# start of TASK INPUT

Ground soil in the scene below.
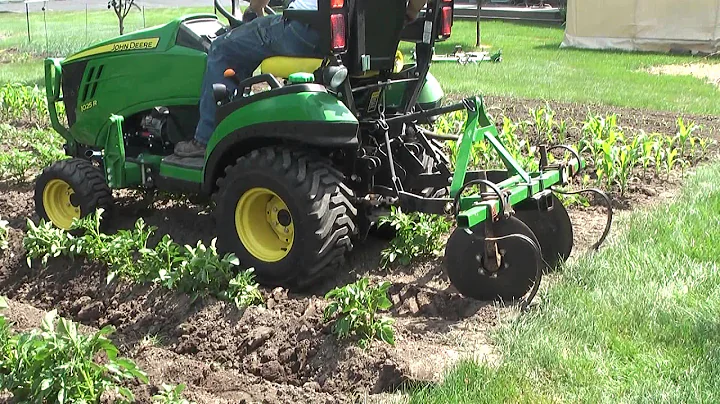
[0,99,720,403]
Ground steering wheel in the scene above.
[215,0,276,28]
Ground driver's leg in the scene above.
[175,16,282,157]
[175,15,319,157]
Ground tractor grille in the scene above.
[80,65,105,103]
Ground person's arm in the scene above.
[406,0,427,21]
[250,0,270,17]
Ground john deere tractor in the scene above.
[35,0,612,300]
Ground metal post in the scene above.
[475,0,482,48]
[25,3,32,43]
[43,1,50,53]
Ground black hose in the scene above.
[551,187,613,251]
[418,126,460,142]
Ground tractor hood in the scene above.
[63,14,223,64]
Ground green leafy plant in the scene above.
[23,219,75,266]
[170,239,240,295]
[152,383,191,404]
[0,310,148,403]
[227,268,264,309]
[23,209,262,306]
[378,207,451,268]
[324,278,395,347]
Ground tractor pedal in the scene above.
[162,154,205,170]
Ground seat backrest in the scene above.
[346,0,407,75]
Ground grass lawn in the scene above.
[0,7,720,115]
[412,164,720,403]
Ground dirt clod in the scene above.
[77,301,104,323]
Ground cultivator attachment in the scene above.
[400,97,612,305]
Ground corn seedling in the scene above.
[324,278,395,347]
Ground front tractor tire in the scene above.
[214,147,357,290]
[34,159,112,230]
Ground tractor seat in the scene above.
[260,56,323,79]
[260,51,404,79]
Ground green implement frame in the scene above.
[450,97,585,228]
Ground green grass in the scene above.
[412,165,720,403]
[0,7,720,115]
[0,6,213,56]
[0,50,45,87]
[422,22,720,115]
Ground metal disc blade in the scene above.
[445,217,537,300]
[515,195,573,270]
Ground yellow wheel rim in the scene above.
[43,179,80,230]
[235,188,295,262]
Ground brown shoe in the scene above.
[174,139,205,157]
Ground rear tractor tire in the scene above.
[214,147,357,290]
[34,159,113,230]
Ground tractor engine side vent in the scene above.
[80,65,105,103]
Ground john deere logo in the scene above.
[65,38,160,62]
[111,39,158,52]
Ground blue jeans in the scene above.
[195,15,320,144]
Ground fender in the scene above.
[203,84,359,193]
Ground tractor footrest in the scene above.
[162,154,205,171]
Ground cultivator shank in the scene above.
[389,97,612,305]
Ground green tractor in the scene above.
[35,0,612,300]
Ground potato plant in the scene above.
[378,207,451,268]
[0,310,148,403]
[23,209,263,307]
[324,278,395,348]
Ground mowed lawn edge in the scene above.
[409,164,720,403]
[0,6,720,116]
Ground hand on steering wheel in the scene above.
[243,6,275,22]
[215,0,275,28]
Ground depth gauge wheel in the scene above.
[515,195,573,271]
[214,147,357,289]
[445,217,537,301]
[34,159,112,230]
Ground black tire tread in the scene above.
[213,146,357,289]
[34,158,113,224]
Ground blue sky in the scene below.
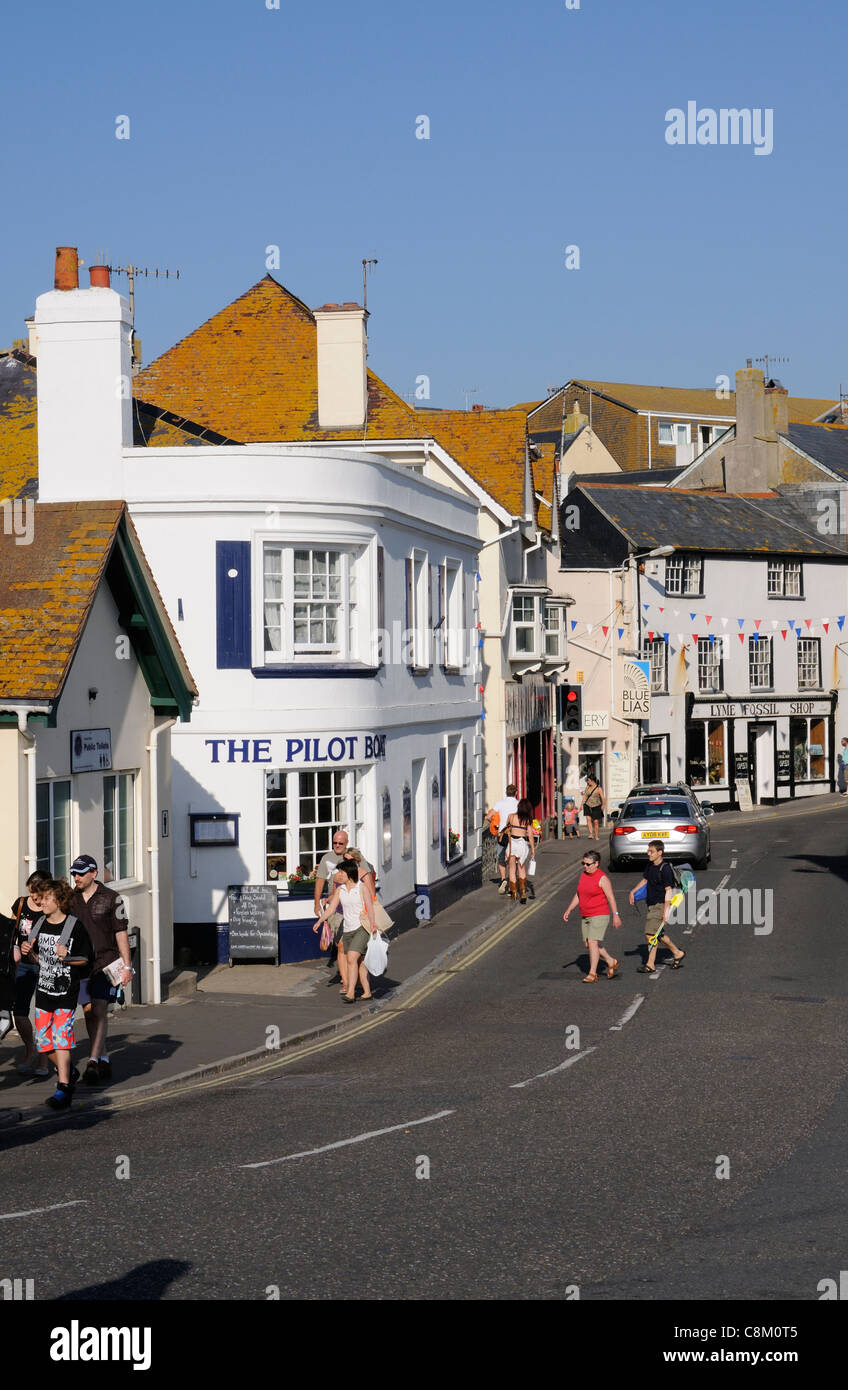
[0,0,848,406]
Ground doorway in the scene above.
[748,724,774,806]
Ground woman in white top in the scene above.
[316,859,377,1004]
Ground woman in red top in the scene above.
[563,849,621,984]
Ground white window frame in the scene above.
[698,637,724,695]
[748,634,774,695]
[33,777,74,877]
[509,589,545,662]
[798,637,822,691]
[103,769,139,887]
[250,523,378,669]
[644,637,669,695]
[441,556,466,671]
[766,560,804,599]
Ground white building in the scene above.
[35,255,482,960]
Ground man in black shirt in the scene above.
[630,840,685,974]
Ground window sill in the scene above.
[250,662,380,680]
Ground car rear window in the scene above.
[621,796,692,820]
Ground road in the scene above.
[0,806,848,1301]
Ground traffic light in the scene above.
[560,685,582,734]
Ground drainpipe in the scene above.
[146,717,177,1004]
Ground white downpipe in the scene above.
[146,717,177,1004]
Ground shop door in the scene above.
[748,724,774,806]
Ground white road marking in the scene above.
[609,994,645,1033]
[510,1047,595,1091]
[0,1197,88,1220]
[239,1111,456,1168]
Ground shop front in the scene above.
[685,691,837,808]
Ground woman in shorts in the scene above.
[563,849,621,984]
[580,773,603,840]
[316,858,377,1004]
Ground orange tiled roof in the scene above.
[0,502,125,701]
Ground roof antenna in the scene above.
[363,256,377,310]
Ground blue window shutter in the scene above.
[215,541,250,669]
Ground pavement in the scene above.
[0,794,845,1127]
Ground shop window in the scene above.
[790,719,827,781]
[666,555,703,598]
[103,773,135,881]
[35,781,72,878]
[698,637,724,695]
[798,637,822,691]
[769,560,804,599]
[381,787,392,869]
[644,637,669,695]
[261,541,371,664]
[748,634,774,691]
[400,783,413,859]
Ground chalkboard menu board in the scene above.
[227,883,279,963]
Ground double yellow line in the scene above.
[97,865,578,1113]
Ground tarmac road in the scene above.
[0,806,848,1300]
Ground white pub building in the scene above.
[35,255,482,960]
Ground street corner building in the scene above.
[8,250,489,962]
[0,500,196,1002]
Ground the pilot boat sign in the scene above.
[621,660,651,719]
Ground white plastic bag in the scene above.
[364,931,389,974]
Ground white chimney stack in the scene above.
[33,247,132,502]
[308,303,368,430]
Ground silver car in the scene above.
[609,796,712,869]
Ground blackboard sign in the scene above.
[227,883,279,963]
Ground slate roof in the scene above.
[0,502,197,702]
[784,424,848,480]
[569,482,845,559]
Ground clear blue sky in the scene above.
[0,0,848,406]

# end of TASK INPUT

**TASK DESCRIPTION**
Please pull out every line in the rows above that contains the word "john". Case counts, so only matches with the same capitalization qualify.

**FINISHED ANSWER**
Ground john deere tractor in the scene above.
Ground john deere logo in the scene above.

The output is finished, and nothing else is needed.